*Reading passage*

Personal information
- Born: 4 June 2003 (age 23) Kranj, Slovenia

Team information
- Disciplines: Road
- Role: Rider

Professional teams
- 2022–2023: BTC City Ljubljana
- 2024: WCC Team
- 2025–present: Nexetis

Major wins
- One-day races and Classics Slovenian National Road Race Championships (2026) Slovenian National Time Trial Championships (2026)

Medal record
Representing Slovenia
Women's road cycling
Mediterranean Games
| Bronze medal – third place | 2026 Taranto | Time trial |

= Nika Bobnar =

Slovenian cyclist (born 2003)

Nika Bobnar (born 4 June 2003) is a Slovenian professional racing cyclist who rides for Nexetis. She won the Slovenian National Time Trial Championships and Slovenian National Road Race Championships in 2026.

==Career==
On 26 June 2026, Bobnar won the Slovenian National Time Trial Championships. She finished one minute and 40 seconds ahead of Zoja Ferlez. Days later she won the Slovenian National Road Race Championships. She finished nine minutes and 44 seconds ahead of Nika Fajfar.

In August 2026, she competed at the 2026 Mediterranean Games and won a bronze medal in the road time trial race. This was Slovenia's first medal of the 2026 Mediterranean Games. She finished 24.5 seconds behind gold medal winner Amandine Muller.

*Task prompt*
Copy out the full profile of cyclist Nika Bobnar word for word, keeping every line and mark unchanged.

*Record excerpts*
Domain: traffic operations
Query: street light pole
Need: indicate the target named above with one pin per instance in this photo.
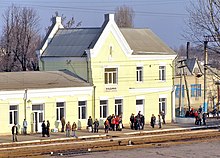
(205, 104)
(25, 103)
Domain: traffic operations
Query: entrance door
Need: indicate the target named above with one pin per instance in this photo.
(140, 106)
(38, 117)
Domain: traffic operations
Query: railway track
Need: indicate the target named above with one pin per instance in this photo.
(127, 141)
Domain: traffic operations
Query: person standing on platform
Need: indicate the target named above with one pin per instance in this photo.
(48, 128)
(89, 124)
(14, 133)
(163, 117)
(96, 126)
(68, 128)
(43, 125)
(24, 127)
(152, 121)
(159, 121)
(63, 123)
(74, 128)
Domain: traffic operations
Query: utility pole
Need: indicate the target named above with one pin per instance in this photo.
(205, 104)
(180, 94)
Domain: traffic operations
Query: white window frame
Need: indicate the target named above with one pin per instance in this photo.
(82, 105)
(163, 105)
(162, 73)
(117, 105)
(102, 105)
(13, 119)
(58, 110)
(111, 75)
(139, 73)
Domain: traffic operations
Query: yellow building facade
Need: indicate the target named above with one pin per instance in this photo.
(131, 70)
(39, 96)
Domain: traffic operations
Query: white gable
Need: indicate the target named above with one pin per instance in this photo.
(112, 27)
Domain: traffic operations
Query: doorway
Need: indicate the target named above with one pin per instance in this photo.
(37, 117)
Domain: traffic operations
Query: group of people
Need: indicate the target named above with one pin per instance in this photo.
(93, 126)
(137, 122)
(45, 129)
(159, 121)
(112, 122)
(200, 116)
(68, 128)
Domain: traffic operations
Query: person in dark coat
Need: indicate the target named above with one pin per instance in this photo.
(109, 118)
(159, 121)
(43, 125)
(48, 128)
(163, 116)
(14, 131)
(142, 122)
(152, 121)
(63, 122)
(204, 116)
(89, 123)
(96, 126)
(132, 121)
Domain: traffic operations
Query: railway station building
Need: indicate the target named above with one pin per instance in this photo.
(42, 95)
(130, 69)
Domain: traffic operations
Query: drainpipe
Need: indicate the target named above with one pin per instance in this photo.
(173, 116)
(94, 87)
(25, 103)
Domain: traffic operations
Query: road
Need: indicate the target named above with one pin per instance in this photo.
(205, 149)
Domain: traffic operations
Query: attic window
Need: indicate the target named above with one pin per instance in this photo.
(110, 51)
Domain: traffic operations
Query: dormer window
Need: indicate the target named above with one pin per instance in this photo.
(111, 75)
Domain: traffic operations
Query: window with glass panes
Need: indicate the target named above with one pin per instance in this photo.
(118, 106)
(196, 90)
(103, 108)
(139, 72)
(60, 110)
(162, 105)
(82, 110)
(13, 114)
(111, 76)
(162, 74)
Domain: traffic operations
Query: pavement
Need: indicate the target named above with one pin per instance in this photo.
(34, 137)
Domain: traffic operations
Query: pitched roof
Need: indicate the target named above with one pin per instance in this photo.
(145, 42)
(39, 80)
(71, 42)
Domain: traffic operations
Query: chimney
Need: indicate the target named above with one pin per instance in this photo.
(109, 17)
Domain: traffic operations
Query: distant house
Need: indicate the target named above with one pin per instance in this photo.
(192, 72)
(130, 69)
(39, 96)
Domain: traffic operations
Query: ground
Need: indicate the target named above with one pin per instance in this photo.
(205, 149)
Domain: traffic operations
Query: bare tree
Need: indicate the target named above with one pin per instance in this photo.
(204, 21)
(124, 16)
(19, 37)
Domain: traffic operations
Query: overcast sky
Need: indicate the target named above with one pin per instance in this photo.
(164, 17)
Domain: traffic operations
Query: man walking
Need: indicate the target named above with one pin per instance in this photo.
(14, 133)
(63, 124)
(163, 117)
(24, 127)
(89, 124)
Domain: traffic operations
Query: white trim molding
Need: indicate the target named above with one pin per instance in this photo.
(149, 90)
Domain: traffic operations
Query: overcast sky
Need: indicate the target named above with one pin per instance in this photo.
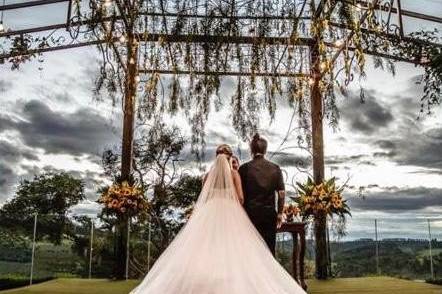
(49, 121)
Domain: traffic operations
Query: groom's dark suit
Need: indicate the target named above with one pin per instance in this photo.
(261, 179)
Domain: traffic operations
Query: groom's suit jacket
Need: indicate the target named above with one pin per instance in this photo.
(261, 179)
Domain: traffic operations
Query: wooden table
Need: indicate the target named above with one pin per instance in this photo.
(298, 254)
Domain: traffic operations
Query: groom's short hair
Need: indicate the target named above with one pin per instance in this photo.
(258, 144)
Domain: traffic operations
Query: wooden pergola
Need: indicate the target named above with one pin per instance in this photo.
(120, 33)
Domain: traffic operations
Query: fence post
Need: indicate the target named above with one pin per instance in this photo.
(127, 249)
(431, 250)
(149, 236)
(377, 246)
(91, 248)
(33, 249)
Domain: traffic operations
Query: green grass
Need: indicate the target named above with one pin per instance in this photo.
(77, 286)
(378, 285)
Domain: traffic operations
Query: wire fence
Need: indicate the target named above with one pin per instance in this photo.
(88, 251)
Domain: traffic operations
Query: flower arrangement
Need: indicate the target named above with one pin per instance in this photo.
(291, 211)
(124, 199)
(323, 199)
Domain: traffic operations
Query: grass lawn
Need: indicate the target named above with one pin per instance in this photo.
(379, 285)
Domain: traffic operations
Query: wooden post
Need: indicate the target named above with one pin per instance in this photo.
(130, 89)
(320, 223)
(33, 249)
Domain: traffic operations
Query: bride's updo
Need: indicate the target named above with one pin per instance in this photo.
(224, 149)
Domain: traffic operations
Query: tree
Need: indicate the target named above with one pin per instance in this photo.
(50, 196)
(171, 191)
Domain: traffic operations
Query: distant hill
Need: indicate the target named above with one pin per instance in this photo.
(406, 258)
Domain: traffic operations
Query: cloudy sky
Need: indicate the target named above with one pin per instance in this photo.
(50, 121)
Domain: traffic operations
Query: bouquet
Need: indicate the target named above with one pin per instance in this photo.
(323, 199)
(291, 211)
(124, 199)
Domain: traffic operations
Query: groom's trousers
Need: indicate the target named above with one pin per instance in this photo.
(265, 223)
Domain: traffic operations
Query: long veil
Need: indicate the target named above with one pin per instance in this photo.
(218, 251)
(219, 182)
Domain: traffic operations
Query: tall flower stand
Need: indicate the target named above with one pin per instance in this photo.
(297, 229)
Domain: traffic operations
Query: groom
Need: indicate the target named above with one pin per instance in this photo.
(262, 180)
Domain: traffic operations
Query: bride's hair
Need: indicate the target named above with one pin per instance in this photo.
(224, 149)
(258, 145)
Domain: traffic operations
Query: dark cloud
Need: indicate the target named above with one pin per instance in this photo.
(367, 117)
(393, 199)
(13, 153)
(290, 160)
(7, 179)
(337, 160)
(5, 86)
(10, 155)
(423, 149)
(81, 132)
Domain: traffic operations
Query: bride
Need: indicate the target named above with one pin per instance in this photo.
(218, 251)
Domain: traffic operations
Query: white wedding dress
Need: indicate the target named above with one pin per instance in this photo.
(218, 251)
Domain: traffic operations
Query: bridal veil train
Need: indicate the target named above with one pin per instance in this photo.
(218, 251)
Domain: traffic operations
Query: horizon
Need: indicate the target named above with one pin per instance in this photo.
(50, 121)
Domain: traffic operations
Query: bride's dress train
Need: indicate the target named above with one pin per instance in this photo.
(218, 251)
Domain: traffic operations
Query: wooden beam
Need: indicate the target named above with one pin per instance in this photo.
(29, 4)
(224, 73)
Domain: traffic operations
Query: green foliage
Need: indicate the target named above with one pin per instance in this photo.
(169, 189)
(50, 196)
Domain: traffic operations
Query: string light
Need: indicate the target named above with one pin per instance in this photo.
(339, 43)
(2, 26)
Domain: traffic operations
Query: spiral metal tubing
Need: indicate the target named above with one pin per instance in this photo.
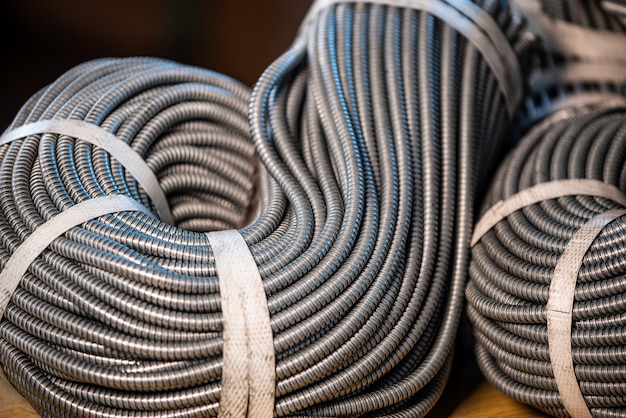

==

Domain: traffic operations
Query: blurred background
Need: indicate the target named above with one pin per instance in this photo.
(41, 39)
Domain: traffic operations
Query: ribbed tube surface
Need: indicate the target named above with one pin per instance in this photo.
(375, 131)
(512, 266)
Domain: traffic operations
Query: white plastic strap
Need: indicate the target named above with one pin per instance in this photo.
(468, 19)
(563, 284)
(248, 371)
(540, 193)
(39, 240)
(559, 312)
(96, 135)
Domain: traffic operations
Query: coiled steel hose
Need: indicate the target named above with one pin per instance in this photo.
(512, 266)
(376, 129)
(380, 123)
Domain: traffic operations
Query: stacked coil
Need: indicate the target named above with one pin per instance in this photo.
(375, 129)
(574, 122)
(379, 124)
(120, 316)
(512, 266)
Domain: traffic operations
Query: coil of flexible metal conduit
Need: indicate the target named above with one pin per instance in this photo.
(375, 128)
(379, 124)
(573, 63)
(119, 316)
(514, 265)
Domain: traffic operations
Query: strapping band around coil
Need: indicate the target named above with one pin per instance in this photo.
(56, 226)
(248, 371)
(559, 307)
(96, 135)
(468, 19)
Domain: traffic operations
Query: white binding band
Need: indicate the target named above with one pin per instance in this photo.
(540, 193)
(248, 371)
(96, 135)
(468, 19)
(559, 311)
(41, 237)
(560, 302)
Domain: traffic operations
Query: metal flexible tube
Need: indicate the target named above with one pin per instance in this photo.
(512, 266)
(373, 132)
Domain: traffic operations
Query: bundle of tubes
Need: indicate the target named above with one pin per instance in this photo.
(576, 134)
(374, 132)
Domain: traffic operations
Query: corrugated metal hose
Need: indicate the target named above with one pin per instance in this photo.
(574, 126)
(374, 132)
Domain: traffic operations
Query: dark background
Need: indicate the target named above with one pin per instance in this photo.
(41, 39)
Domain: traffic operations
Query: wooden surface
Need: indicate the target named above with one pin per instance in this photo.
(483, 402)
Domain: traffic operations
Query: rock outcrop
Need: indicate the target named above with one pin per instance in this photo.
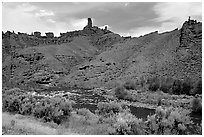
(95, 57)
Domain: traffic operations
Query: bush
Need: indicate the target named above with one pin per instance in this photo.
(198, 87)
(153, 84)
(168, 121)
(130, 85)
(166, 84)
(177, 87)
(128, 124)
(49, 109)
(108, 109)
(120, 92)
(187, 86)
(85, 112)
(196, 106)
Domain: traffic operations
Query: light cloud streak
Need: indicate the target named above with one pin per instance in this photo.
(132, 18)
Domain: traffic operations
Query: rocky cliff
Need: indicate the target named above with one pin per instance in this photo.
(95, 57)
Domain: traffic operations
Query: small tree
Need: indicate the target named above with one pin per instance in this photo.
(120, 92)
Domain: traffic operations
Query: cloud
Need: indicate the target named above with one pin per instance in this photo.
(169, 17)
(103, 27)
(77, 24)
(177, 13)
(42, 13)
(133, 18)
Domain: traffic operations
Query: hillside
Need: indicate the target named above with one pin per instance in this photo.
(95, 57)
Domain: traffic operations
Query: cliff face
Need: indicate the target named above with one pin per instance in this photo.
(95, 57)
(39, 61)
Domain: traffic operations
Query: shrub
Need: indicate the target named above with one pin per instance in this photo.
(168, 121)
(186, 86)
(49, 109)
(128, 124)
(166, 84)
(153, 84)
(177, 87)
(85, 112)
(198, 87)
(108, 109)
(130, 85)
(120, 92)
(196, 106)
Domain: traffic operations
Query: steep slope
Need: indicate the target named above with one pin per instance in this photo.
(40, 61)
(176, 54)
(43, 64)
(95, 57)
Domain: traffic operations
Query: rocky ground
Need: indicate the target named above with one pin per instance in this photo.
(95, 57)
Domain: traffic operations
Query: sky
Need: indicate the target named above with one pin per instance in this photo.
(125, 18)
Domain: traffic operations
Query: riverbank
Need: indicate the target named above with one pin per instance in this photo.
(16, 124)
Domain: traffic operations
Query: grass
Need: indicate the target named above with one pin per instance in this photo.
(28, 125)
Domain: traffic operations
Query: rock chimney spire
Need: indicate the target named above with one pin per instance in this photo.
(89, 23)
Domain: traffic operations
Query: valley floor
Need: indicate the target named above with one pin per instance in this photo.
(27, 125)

*Response area*
Personal information
- Born: 4 June 2003 (age 23) Kranj, Slovenia

Team information
- Disciplines: Road
- Role: Rider

Professional teams
- 2022–2023: BTC City Ljubljana
- 2024: WCC Team
- 2025–present: Nexetis

Major wins
- One-day races and Classics Slovenian National Road Race Championships (2026) Slovenian National Time Trial Championships (2026)

Medal record
Representing Slovenia
Women's road cycling
Mediterranean Games
| Bronze medal – third place | 2026 Taranto | Time trial |

= Nika Bobnar =

Slovenian cyclist (born 2003)

Nika Bobnar (born 4 June 2003) is a Slovenian professional racing cyclist who rides for Nexetis. She won the Slovenian National Time Trial Championships and Slovenian National Road Race Championships in 2026.

==Career==
On 26 June 2026, Bobnar won the Slovenian National Time Trial Championships. She finished one minute and 40 seconds ahead of Zoja Ferlez. Days later she won the Slovenian National Road Race Championships. She finished nine minutes and 44 seconds ahead of Nika Fajfar.

In August 2026, she competed at the 2026 Mediterranean Games and won a bronze medal in the road time trial race. This was Slovenia's first medal of the 2026 Mediterranean Games. She finished 24.5 seconds behind gold medal winner Amandine Muller.